**WHAT YOU SHOULD DO:**
Restate each entry shown beneath this instruction, keeping its wording intact.

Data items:
###
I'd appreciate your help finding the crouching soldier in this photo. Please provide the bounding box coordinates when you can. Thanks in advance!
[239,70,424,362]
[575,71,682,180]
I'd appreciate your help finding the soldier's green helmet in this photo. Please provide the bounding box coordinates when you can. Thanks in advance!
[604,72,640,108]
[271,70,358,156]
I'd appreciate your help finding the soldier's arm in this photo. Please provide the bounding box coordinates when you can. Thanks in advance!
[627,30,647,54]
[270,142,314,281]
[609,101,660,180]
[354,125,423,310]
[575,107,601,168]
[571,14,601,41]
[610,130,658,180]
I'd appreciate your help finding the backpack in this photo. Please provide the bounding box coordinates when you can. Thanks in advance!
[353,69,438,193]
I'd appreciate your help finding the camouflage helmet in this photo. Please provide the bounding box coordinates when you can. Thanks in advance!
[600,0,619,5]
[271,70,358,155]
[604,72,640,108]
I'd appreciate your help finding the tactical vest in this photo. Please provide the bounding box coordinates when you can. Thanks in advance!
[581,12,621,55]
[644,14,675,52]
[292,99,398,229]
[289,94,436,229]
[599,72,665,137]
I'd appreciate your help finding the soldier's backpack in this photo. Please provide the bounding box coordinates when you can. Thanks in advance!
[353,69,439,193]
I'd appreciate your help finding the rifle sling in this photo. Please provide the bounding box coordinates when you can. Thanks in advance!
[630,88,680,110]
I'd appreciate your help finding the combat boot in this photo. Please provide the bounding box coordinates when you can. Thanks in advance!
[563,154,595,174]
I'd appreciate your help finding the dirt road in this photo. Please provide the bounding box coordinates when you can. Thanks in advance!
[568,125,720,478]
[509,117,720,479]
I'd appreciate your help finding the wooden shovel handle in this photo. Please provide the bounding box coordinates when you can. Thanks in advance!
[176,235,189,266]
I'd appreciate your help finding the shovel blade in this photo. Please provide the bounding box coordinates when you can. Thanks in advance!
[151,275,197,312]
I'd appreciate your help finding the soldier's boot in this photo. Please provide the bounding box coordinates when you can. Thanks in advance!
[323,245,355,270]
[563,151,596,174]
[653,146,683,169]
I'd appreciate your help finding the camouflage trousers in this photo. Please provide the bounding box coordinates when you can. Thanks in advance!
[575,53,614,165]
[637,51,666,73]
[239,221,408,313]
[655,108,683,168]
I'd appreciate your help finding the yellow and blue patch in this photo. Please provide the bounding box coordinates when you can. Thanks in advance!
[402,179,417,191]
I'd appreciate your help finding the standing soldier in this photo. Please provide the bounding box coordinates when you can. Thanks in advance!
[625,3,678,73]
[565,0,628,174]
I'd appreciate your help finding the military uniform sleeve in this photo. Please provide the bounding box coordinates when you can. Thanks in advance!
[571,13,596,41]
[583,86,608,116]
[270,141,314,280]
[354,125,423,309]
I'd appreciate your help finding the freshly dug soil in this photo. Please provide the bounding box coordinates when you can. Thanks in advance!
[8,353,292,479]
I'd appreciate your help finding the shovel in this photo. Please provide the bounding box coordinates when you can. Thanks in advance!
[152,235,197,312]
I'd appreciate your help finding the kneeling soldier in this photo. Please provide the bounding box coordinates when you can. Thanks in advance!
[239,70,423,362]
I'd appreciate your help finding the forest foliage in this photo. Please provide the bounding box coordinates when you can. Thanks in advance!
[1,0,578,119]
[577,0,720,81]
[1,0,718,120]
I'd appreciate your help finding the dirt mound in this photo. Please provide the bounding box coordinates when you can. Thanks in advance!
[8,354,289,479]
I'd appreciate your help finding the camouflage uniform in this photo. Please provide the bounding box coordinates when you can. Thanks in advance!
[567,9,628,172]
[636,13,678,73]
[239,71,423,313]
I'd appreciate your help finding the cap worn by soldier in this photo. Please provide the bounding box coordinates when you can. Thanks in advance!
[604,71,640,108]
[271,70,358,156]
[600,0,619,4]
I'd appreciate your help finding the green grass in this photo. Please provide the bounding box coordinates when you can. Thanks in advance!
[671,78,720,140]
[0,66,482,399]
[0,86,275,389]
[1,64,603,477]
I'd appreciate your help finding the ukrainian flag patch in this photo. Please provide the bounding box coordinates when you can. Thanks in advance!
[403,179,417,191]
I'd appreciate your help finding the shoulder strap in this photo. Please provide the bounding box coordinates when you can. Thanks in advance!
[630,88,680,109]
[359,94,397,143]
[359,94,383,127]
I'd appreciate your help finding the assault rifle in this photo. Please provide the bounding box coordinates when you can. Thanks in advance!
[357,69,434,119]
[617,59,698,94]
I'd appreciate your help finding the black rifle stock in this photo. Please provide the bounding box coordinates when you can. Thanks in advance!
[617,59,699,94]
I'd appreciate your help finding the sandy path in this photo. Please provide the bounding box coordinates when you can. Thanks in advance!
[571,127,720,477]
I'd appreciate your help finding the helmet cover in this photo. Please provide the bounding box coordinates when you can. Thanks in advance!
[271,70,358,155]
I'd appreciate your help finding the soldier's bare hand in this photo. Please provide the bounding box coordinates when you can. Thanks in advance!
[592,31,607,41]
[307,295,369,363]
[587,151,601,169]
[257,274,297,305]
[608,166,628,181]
###
**TASK SOLUTION:**
I'd appreciate your help finding the crouching soldier in this photo. Please provide the bounding box coordinates when you can. Thanks in advance!
[239,70,424,362]
[575,71,682,180]
I'd appreciate your help finding the soldier's green helmet in this photo. Please provide the bounding box coordinates when you can. Thanks in advance!
[604,72,640,108]
[271,70,358,156]
I'd appreciate your help finding the soldier's arm in this photo. Please provide the bounding box coordinates when you can. Thanks in advance!
[627,30,647,54]
[270,142,314,281]
[609,101,660,180]
[354,125,423,310]
[575,107,601,168]
[571,14,601,41]
[610,130,658,180]
I'd appreciate your help finding the backpack in this photo. Please provide the bounding box coordinates when you can. Thanks in advance!
[353,69,438,193]
I'd appreciate your help finding the camouflage helmet in this photo. Please provide the bounding box coordinates when you can. Thanks in advance!
[600,0,619,5]
[271,70,358,155]
[604,72,640,108]
I'd appreciate your help finding the tactical vest in this photo. Please provide the bounding box coordinates when you can. Thanks in advance!
[581,12,621,55]
[644,14,675,52]
[292,99,398,229]
[289,94,436,229]
[599,72,665,137]
I'd appreciate your help finding the soldier's backpack in this photo. Please provide the bounding box coordinates when you can. Thanks in advance!
[353,69,439,193]
I'd appreciate your help finding the rifle sling in this photo. Please provide the bounding box coordinates when you can. Thanks in advance!
[630,88,680,110]
I'd appreciate your help finding the combat boot in this photo. Please provide the bounding box coordinates when you can. Thanks in advance!
[563,154,595,174]
I'd appreciate your help finding the dirt road in this photo. Please provide the bounding box coordinates when you can. Thanks in advance!
[568,125,720,478]
[509,117,720,479]
I'd appreciate your help finding the wooden shovel handle in this photo. Please provide the bounding box coordinates when you can. Thanks in advance!
[176,235,189,266]
I'd appreciate your help finding the shovel blade in this photo. Please provide the bounding box coordinates when you can. Thanks in advance!
[151,275,197,312]
I'd appreciate your help finding the soldier's boot in this photo. Please provide the bounding box coordinates when you can. Thanks in advance!
[323,245,355,270]
[563,151,596,174]
[653,146,683,169]
I'd appreciate your help finding the camouflage trousers in this photo. Please provide the bounding box coordinates when you can. Thanks in advance!
[575,53,614,165]
[637,51,666,73]
[239,221,408,313]
[655,108,683,168]
I'd appreciate your help finding the yellow and blue patch in this photo. Please provide the bounding box coordinates when you can. Thanks in advance!
[402,179,417,191]
I'd appreciate your help finding the standing soldier in this photo. Please provide the bounding box coordinates when you can. Thanks in advance!
[625,3,678,73]
[565,0,628,174]
I'd appreciate your help finding the military uniform sleeve in this photo. Please provide the bounding box coordinates when you can. Thanks in advance!
[571,13,596,41]
[583,86,608,116]
[270,141,314,280]
[354,125,423,309]
I'd appreciate your help finding the freshly dug soil in this photo. Please provide the bounding box coordinates when you can. Thanks in advance!
[8,353,292,479]
I'd appreciate your help finding the shovel in this photo. Please provide the bounding box coordinates when you can. Thanks in advance!
[152,235,197,312]
I'd appreciate your help finding the kneeling soldier in this photo. Please provide the bounding box coordinates when you can. Thanks in advance!
[239,70,423,362]
I'd appreciate your help finding the forest foliage in this photo. Please provide the bounding box coordinates when you can. Thanks in advance!
[1,0,578,119]
[577,0,720,81]
[1,0,718,120]
I'd appreciate your help finding the dirt mound in this photo. Please provide the bounding box coordinates when you can. Thanks in advance!
[8,354,289,479]
I'd appreciate your help finding the camouflage uniform in this photo. Please provide the bounding box coordinates when you can. Thanks in advance!
[567,9,628,172]
[636,13,678,73]
[239,71,423,313]
I'd appreciate your help finding the cap worn by soldier in this photo. Please provide the bounding box coordinates when you can. Thanks in advance!
[604,71,640,108]
[271,70,358,156]
[600,0,619,4]
I'd appreciate your help finding the green grass in this photo. Please provide the bounding box coordinates when you can. Thanks in advance!
[671,78,720,140]
[0,66,482,399]
[0,86,275,389]
[1,64,603,477]
I'd appreciate your help finding the ukrainian flag patch in this photo. Please provide the bounding box coordinates when you can. Thanks in advance!
[403,179,417,191]
I'd appreciate your help finding the shoulder strap in this photo. Please provide the bounding box coordinates when you can. Thanks in advance!
[630,88,680,109]
[359,94,397,143]
[359,94,383,127]
I'd appreciate your help finding the assault rifle in this photo. Please provide the bounding box coordinates when you can. Thanks in advance!
[357,69,434,119]
[617,59,698,94]
I'd appreciate your help finding the black rifle stock in this photo. Please provide the bounding box coordinates when you can. Thanks in advance!
[617,59,699,94]
I'd appreciate your help finding the sandy path in this photo. Please provide the bounding box coordinates when you can. Thanks in advance!
[571,127,720,477]
I'd appreciate your help finding the helmet cover in this photo. Please provide the bounding box coordinates when you can. Thanks in advance!
[271,70,358,155]
I'd appreciate your help finding the soldier's bare hand in this photo. Please provide the bounding box coordinates when you can. Thanks in advance!
[592,31,607,41]
[307,295,369,363]
[587,151,601,169]
[257,274,297,305]
[608,166,628,181]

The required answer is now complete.